● YOUR TASK
Would you extract the whole listing below and retype it exactly?

INPUT Start Marker

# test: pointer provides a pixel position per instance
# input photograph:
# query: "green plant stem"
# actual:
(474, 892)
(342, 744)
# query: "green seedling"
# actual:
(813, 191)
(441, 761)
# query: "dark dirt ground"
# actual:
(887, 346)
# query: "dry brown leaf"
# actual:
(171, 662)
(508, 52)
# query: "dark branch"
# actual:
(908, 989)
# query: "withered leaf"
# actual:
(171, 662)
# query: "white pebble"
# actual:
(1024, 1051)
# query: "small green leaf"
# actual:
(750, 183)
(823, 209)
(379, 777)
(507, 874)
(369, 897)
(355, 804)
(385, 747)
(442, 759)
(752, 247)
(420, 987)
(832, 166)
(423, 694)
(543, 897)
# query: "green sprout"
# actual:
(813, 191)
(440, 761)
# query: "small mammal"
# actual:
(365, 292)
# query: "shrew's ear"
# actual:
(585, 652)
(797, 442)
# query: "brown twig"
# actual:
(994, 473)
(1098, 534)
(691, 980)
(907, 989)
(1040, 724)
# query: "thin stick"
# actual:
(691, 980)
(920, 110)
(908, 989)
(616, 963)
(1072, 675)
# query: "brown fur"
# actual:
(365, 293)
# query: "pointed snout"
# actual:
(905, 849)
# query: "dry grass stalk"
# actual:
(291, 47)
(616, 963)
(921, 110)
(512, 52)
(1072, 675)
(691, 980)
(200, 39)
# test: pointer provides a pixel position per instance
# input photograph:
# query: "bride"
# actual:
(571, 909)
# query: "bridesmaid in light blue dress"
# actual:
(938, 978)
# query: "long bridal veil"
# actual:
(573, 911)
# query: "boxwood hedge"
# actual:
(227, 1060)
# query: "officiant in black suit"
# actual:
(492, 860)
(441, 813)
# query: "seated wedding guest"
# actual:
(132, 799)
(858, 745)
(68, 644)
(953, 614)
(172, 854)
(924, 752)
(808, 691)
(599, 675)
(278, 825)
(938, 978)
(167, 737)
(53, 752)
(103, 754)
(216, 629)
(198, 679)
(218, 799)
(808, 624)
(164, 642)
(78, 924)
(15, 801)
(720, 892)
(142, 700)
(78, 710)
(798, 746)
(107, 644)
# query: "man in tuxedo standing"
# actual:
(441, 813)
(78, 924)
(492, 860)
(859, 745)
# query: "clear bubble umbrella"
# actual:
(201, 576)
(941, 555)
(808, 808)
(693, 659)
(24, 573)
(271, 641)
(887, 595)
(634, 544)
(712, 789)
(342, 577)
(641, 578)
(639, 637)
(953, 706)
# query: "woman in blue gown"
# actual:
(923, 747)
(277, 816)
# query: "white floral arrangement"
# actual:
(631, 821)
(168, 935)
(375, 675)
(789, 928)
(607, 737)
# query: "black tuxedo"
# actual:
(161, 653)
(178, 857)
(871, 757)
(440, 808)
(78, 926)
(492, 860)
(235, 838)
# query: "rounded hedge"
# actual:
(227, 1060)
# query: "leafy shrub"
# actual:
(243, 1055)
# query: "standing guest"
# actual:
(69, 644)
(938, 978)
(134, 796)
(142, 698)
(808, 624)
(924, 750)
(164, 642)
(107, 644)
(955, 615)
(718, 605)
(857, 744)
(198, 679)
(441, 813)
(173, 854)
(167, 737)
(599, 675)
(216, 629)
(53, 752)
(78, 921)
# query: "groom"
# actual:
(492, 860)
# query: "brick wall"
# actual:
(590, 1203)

INPUT End Marker

● COMPLETED TASK
# test: pointer provides a pixel position per instance
# input photograph:
# query: "green plant stem"
# actual:
(474, 892)
(342, 744)
# query: "green seedling"
# actual:
(813, 191)
(441, 761)
# query: "dark dirt ground"
# actual:
(887, 346)
# query: "dry brown leaf"
# actual:
(171, 662)
(508, 52)
# query: "dark branch"
# actual:
(908, 989)
# query: "withered leaf"
# actual:
(171, 662)
# query: "white pebble"
# actual:
(1024, 1051)
# query: "small green leaf"
# actual:
(750, 183)
(823, 209)
(379, 777)
(507, 874)
(369, 897)
(355, 804)
(385, 747)
(442, 759)
(752, 247)
(420, 987)
(832, 166)
(423, 694)
(543, 897)
# query: "green sprout"
# actual:
(813, 191)
(440, 761)
# query: "small mammal"
# actual:
(365, 292)
# query: "shrew's ear"
# actual:
(585, 652)
(797, 442)
# query: "brown twig"
# actual:
(994, 473)
(1098, 534)
(691, 980)
(907, 989)
(1040, 724)
# query: "thin stick"
# actual:
(691, 980)
(920, 110)
(908, 989)
(616, 963)
(1072, 675)
# query: "brown fur"
# actual:
(365, 293)
# query: "pointed snout"
# actual:
(905, 849)
# query: "dry grass stalk"
# actual:
(291, 47)
(616, 963)
(921, 110)
(512, 52)
(1072, 675)
(691, 980)
(200, 39)
# test: pointer provides a pixel position per instance
# input photograph:
# query: "bride"
# actual:
(571, 909)
# query: "bridesmaid in light blue dress"
# actual:
(938, 978)
# query: "long bridal veil"
# actual:
(573, 911)
# query: "boxwood hedge"
# actual:
(227, 1060)
# query: "officiant in black suit"
# actual:
(492, 860)
(441, 813)
# query: "seated wedding guest"
# actual:
(132, 799)
(858, 745)
(68, 644)
(953, 614)
(172, 854)
(924, 752)
(808, 691)
(599, 675)
(278, 825)
(938, 978)
(167, 737)
(53, 752)
(103, 754)
(216, 629)
(198, 679)
(218, 799)
(808, 624)
(164, 642)
(78, 924)
(15, 801)
(720, 892)
(142, 700)
(78, 710)
(798, 746)
(107, 644)
# query: "man in tuxedo standing"
# actual:
(441, 813)
(78, 924)
(492, 860)
(859, 745)
# query: "clear bubble umbrella"
# actual:
(201, 576)
(941, 555)
(808, 808)
(693, 659)
(24, 573)
(271, 641)
(887, 595)
(634, 544)
(712, 789)
(342, 577)
(641, 578)
(639, 637)
(953, 706)
# query: "woman in blue gown"
# actual:
(923, 747)
(277, 816)
# query: "white floral arrangement"
# actual:
(631, 821)
(168, 935)
(375, 675)
(789, 928)
(607, 737)
# query: "black tuxedo"
# actual:
(161, 653)
(178, 857)
(871, 757)
(440, 808)
(78, 926)
(492, 860)
(235, 838)
# query: "rounded hedge"
# actual:
(227, 1060)
# query: "leafy shrub"
# actual:
(243, 1055)
# query: "standing guest"
# actual:
(69, 644)
(938, 978)
(134, 796)
(142, 698)
(808, 624)
(924, 750)
(164, 642)
(107, 644)
(955, 615)
(718, 605)
(857, 744)
(198, 679)
(441, 813)
(173, 854)
(167, 737)
(599, 675)
(216, 629)
(53, 752)
(78, 921)
# query: "groom"
# actual:
(492, 860)
# query: "brick wall"
# actual:
(590, 1203)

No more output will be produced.